— Start of Task inputs —
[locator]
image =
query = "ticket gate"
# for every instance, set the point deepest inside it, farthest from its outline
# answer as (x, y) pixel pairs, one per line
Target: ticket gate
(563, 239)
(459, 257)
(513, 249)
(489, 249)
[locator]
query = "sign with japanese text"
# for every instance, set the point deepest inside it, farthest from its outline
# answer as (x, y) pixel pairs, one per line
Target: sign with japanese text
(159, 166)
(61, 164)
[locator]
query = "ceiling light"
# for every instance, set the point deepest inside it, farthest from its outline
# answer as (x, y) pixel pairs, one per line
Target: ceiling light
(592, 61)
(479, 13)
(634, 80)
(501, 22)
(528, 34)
— End of Task inputs —
— Start of Task inputs —
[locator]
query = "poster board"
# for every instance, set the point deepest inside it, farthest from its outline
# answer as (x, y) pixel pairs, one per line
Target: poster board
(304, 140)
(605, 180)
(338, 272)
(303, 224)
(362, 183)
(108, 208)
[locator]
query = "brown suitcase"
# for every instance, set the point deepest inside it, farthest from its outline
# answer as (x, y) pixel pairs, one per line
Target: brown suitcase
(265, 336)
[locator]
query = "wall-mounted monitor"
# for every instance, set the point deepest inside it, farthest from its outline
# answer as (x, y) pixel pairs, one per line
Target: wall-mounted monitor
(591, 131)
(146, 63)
— End of Task inputs —
Requirements >> How many lines in the material above contain the string "ceiling"? Tally them and reply with the number alone.

Task solution >> 2